Short problem
In the page extract on document redaction and Modern Projects retraining, what is the button called that appears in Build next to each document type that has corrected data?

Page extract

Some useful notes and warning:

We strongly recommend that, except for weird cases, you use Validation Station before redaction, to make sure ALL instances that require redaction are captured. Blindly redacting something is bad practice.
← this above is almost like “blindly redacting something”. Using values with no reference and WordsToRedact would be more appropriate as a “fail-over” method instead of as a main method of marking what needs to be redacted. This is because matching over the document object model is not guaranteed to be perfect (things might be far apart, badly OCRed, might have variations you haven’t captured, etc).
Use multi-value fields if you want to capture a list of things, or for generic ToBeRedactedAnyway type of content capturing. Whether extracted automatically and just validated, or manually input by the human, this is particularly powerful in long documents with unknown numbers of occurrences for a given value.

Modern Projects Retraining

You can now use validated information to improve your Modern Project extractor!

The mechanism is very simple:

extract something
validate it in Action Center
(IntelligentOCR.Activities) send the data back to the project
view corrected information and push documents of your choice into the Build phase to trigger retraining of the models.

We won’t explain (1) and (2), you’re here because you’re already doing it

So on to (3) :

for DocumentUnderstanding.Activities users: when the Modern project, the robot and the Action Center are on the same tenant, you won’t need to do anything. Just move directly to (4). When you are using a hybrid scenario, currently this won’t work. It will, starting end of July and the next preview activity package though.
for IntelligentOCR.Activities users: use Train Extractors Scope with DU Project Extractor Trainer properly configured, to push data back (same-tenant or hybrid scenario regardless) to the Modern Project Monitor section.

Like this:

Please don’t forget to Configure the Scope properly. Also please don’t forget to save and input your completed action object as well - so that in Monitor you’ll have all the data related to the task management part.

Important note: You can only send data back to the custom project you extracted it with.

Now for the cool part :
Once validated information reaches Monitor, there’s a cute little button that appears in Build next to each document type that does have corrected data. It’s called Exceptions for Review. That’s where you can view which documents and which corrections were touched by the human validator, and decide whether a particular document should go into the Build phase to trigger retraining or not.

Here’s how it looks:

and (once you click it)

Make sure to read the full documentation about the retraining feature and have fun trying it out!

AI Units dashboards improvements

We have enhanced the existing AI Unit dashboards bringing greater transparency, and broader coverage into how AI Units are consumed across your organization.

Provided records
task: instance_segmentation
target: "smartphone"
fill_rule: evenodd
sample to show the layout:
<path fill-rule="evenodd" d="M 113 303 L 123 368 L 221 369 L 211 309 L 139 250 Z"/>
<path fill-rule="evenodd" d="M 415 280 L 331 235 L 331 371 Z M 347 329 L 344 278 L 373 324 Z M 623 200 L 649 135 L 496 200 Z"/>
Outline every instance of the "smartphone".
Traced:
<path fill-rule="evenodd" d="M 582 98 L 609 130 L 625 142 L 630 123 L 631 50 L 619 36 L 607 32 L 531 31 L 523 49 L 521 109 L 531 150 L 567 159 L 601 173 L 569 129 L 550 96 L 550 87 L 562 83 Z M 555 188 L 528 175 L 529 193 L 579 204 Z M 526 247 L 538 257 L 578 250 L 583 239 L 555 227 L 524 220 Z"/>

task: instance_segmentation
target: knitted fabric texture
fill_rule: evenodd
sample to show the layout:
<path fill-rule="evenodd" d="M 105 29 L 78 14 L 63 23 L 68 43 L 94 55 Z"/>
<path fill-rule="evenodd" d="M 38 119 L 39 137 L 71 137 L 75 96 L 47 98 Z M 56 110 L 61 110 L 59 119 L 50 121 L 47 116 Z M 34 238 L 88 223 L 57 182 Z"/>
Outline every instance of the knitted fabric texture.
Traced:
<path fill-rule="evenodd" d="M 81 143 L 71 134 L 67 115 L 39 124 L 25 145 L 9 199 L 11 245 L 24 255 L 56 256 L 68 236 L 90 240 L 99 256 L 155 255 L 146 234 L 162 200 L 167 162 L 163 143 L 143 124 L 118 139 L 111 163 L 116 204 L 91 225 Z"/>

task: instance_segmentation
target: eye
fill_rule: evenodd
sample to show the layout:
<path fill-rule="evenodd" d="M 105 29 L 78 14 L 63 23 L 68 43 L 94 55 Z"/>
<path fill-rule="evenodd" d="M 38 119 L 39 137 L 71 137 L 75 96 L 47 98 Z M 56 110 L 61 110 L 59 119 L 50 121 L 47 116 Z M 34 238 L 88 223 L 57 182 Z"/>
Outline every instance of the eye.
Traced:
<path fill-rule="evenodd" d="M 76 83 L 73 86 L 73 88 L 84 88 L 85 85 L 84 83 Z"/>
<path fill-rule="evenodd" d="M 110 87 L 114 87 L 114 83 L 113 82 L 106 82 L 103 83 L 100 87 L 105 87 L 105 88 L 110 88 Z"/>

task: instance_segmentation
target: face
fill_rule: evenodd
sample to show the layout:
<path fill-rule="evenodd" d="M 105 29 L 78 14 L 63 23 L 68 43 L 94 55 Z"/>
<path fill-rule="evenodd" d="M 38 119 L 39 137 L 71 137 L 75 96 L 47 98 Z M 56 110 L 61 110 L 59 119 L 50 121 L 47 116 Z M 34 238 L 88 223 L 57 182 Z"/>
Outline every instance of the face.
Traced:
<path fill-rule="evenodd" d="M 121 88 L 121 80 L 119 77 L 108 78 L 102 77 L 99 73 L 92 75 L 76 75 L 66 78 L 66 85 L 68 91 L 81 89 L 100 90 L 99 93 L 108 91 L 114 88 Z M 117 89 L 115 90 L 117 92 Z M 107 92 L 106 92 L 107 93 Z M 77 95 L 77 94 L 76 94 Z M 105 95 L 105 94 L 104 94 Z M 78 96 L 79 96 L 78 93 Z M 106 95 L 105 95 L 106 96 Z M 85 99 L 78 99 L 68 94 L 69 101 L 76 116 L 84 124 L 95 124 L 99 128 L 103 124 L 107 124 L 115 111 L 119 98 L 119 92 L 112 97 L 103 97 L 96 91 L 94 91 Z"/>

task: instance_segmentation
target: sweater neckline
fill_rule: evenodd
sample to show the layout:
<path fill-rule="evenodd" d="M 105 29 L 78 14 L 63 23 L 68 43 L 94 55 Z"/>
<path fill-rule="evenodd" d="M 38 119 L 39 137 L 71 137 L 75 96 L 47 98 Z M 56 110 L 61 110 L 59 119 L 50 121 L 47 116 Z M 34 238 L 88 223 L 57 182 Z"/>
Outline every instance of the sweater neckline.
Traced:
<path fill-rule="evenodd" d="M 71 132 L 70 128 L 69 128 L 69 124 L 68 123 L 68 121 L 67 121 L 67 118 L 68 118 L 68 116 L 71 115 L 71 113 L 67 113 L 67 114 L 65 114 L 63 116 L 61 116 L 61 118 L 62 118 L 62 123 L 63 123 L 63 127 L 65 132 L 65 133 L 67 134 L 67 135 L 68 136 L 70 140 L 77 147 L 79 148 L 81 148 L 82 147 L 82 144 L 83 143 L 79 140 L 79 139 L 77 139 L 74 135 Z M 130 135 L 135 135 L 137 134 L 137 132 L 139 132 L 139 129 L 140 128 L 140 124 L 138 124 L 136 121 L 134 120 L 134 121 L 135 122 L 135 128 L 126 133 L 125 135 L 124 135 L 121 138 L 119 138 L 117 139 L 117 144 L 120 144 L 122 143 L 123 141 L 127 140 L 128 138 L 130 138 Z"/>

Correct response
Exceptions for Review